Supplied material
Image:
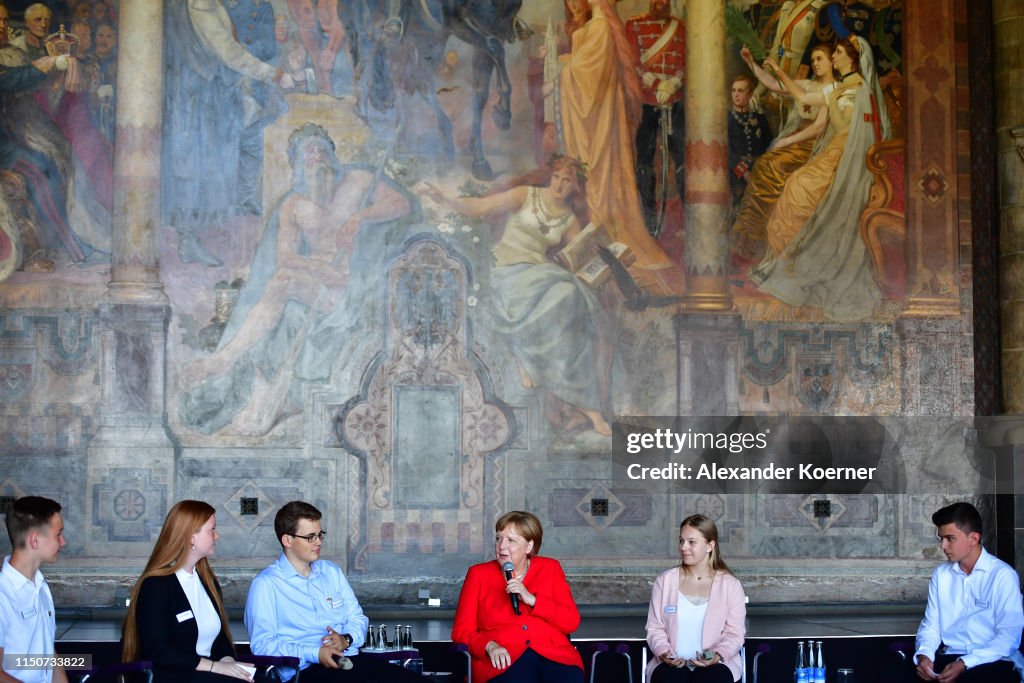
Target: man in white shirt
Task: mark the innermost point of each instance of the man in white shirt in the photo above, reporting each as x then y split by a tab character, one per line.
972	626
27	622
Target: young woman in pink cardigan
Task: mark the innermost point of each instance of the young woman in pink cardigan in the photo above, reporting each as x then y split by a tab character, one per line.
695	624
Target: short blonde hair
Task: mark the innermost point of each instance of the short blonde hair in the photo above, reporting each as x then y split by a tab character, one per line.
527	524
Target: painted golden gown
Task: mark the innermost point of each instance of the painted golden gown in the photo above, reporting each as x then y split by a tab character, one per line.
816	256
599	132
772	169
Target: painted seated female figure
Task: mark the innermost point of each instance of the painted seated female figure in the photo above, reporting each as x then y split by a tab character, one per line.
557	329
695	623
517	628
176	616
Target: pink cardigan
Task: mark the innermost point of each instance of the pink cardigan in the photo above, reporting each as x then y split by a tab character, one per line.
724	627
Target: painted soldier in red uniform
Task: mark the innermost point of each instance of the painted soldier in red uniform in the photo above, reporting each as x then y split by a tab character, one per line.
660	42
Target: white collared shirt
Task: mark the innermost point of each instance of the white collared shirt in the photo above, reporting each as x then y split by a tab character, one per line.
979	615
203	610
27	622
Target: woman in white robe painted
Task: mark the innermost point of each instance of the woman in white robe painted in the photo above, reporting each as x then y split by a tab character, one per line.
552	319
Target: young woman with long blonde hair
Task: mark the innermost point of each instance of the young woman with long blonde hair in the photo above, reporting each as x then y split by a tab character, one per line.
176	615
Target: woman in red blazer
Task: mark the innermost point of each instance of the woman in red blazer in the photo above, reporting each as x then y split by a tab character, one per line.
531	646
696	619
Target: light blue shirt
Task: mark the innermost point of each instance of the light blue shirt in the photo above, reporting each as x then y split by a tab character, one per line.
288	614
27	622
978	615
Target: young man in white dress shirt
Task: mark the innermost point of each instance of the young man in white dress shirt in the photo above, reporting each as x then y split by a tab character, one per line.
28	625
972	628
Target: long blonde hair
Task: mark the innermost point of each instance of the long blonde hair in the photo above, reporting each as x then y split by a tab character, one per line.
709	530
169	555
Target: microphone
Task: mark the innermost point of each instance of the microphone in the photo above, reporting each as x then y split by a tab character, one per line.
509	573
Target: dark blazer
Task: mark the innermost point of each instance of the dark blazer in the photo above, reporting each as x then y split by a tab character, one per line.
165	641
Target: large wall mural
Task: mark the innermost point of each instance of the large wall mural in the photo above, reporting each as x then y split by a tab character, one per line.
420	255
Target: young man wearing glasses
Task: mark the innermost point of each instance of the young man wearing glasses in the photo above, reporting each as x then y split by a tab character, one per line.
302	606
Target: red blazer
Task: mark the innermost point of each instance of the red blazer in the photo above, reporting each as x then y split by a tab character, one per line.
484	613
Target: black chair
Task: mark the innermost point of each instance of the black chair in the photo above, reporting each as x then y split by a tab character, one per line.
119	671
622	649
269	663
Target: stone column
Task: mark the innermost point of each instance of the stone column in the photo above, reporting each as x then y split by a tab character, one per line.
130	471
707	159
933	198
1009	61
135	273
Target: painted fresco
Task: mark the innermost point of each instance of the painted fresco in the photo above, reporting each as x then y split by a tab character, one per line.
334	134
59	71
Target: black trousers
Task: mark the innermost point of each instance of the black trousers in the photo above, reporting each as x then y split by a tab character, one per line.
531	668
648	134
717	674
994	672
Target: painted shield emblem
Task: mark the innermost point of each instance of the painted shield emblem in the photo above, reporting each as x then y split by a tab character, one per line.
817	381
16	376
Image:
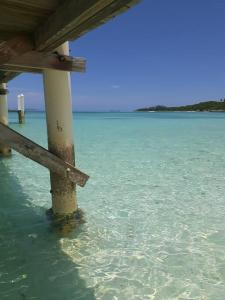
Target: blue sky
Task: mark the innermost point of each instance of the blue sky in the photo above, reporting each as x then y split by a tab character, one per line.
158	52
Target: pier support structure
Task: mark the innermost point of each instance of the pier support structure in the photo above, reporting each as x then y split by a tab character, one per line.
58	105
21	112
4	149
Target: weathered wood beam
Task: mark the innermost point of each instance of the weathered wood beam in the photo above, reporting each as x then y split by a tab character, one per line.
35	62
6	76
74	18
15	47
40	155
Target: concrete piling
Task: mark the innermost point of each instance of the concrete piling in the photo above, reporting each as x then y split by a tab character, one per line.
4	149
58	105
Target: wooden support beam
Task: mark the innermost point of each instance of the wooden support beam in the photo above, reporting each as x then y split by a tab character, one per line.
74	18
15	47
40	155
6	76
35	62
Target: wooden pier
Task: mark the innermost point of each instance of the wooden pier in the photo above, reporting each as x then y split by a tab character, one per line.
34	37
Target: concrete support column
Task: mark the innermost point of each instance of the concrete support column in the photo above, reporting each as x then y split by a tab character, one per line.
21	111
4	149
60	137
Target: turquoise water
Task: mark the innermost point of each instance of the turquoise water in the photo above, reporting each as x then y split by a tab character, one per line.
155	211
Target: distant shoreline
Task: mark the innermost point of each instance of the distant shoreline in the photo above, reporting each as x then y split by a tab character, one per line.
208	106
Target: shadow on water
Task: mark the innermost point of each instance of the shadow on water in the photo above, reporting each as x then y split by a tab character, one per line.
32	264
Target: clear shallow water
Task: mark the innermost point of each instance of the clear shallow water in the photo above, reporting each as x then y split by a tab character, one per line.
155	210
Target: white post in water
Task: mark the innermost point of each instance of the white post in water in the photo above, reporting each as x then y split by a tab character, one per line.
58	105
21	114
4	149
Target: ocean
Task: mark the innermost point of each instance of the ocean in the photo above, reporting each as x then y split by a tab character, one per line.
154	209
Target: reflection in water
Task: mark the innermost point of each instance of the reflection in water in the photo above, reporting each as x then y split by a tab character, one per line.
32	264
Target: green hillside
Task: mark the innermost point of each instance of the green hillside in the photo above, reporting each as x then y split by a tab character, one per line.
202	106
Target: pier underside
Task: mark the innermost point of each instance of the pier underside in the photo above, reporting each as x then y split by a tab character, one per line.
34	37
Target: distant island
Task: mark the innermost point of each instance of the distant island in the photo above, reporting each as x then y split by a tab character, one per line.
210	106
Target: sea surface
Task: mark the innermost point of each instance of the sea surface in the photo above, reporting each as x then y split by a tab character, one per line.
154	206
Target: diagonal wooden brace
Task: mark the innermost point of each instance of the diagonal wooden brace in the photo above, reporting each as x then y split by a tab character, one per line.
41	155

Written instruction
Print every one of the lines above word for word, leaving out the pictures.

Output below
Image:
Target: man in white shirt
Task: mark the innermost point of each instance of the man in white shirt in the photo above, reporting each as x then y split by a tab character, one per line.
972	626
27	622
Target: young woman in pink cardigan
Task: mark the innermost point of each instance of the young woman in pink cardigan in the photo above, reporting each as x then y split by a tab character, one per line.
695	624
Target: short blonde hair
Task: mark the innermost point of each instance of the short blonde hair in the photo above, reporting each as x then y split by a tab character, one per line.
527	524
Target: painted golden gown
Task: mark the innermost point of each instance of the painted golden gown in the photo above, reporting each as x then y split by a tab character, one per line.
816	256
599	132
772	169
Target: painted seated female figure
Task: mark the innermost point of each instance of the painted seated female figure in the photo above, reporting each as x then y split by a tab character, one per line.
557	329
695	623
517	628
176	616
Target: pink cardigan
Task: mark the innermost point of each instance of the pink cardigan in the photo above, reporting each as x then y split by a tab character, one per line.
724	627
Target: painted soldier in red uniform
Task: mark the innermost point of each instance of the painted soldier in red uniform in the photo above, reporting each as x then y split by a tab character, one per line.
660	42
Target: white collared shirt
Task: mark the innermost point of each instance of the white collared shirt in the photo above, reporting each as x then y split by a tab character, one per line.
979	615
203	610
27	622
Target: woman in white robe painted
Task: mark the innermost point of each instance of the woman in white robe painted in the photo above, reporting each as x then y split by a tab character, one per line.
552	319
Target: young woman with long blonde hair
Task: mark the innermost point of each instance of the young woman with long blonde hair in the photo above, reporting each as x then y split by a tab character, one per line.
176	615
Target: woman in red blazer
Task: mark the innermost point of each instance of the woman in red blazer in the photo above, reporting each as x then y split by a tab character, one per line.
531	646
696	619
Target: light blue shirt
Task: mark the innermost point of each instance of the light blue shirt in the photo above, reporting each as x then y split by a tab character, one per line.
288	614
27	622
978	615
Target: young man in white dress shirt
Task: mark the innermost point of each instance of the young man in white dress shirt in the photo above, reporting each as x then y split by a tab character, one per line.
28	625
972	628
Target: long blonde hair
Task: mark the innermost point of each instance of the long blonde hair in the photo above, reporting each as x then y split by a tab character, one per line.
709	530
169	555
Target: microphone
Task: mark the innermost point of each instance of the microphone in the photo above, reporting each as x then y split by a tab character, one per line.
509	573
Target: dark blazer
Task: mark the innermost point of each instance of the dark blazer in the photo above, reporting each as x then y split by a tab character, one per line.
165	641
Target: large wall mural
Task: mark the innermost point of each instance of the large wall mural in the photo above, reporting each as x then y split by a tab character, one per line.
420	255
Target: young man wearing glasses
Task: mark the innermost point of each instance of the young man wearing glasses in the photo above, reporting each as x then y split by a tab character, one per line.
302	606
Target: red blazer
Task: mark the innermost point of each instance of the red blazer in the photo above, reporting each as x then y split by a tab character, one per line.
484	613
Target: black chair
Task: mark the innermost point of each instance of the black chair in the photo above, reporting each as x then y split by a tab character, one per line.
119	671
622	649
269	663
Target: stone column
Task: mark the innermost point of each instance of the stone column in the photo above, reporting each as x then y split by a tab character, one per line.
130	471
707	159
933	198
1009	61
135	273
Target: painted fresco
Task: mark the innermost point of each instance of the painted fresco in the photo above, reporting each as x then y split by a tab character, one per line.
334	134
59	71
Target: black trousers
Task: mark the innermost point of each instance of the black trousers in the photo above, reporting each as x then y split by a tab character, one per line.
531	668
648	134
717	674
994	672
Target: painted shield emblem
Task: mark the innermost point of each instance of the painted shield emblem in the photo above, reporting each as x then y split by a tab character, one per line.
817	381
16	376
Image:
Target: blue sky
Task: mark the innermost point of each instance of the blue sky in the photo above, reporting each as x then y split by a tab character, one per line.
158	52
Target: pier support structure
Task: mark the innermost point of each instance of the pier support structure in the photo above, reporting each as x then y split by a tab character, one per line.
58	105
21	112
4	149
Target: weathered wood beam
Task: mark the innermost point of each instance of the weathered wood beam in the photo above, reporting each as x then y split by a tab character, one per line.
35	62
6	76
74	18
15	47
40	155
Target: concrete piling
Task: mark the innermost point of each instance of the concrete piling in the photo above, reporting each as x then y split by a tab character, one per line.
4	149
58	105
Target: wooden support beam
Task: mark the innermost point of each instance of the wooden support beam in the photo above, reporting each as x then y split by a tab character, one per line.
74	18
15	47
40	155
6	76
35	62
Target: wooden pier
Task: mark the innermost point of each instance of the wooden pier in the photo above, reporting each as x then y split by a tab character, one per line.
34	37
Target: concrete support column
Task: mark the innermost point of each instance of the concrete support column in the photo above, reporting each as x then y split by a tab character, one per line.
21	111
4	149
60	137
Target: turquoise water
Task: mark the innermost point of each instance of the turquoise water in the photo above, reporting each as x then y split by a tab character, one per line.
155	211
Target: distant shoreline
Task: mark the innermost point of each instance of the distant shoreline in the photo above, reporting each as x then y split by a tab character, one per line.
208	106
Target: shadow on water
Task: mark the innermost point of each instance of the shadow on water in the photo above, reporting each as x then y split by a tab character, one per line.
32	264
Target: clear shallow water
Task: mark the innermost point of each instance of the clear shallow water in the photo above, reporting each as x then y split by a tab character, one per line.
155	210
Target: white post in water
Task: mark the innermost point of each instance of the white post in water in the photo above, reporting each as x then y split by a tab character, one per line.
58	105
21	114
4	149
Target: ocean
Task: mark the innermost point of each instance of the ocean in the photo above, reporting each as x then y split by a tab character, one per line.
154	209
Target: reflection in water
Task: mark the innermost point of each instance of the reflection in water in the photo above, reporting each as x then y split by a tab character, one per line.
32	264
Target: green hillside
Task: mark the innermost point of each instance of the green hillside in the photo above, reporting each as x then y split by a tab character, one per line.
202	106
Target: pier underside
Task: mark the innermost point of each instance of the pier underside in the photo above, reporting each as x then y split by a tab character, one per line.
34	37
Target: distant island
Task: mark the innermost point of each instance of the distant island in the photo above, reporting each as x then y split by a tab character, one per line.
210	106
Target: sea surface
Task: mark the innermost point of each instance of the sea surface in the photo above, reporting each as x then y split by a tab character, one per line.
154	206
Target: diagonal wooden brace
Task: mark the innermost point of each instance of the diagonal wooden brace in the photo above, reporting each as x then y split by a tab character, one per line.
41	155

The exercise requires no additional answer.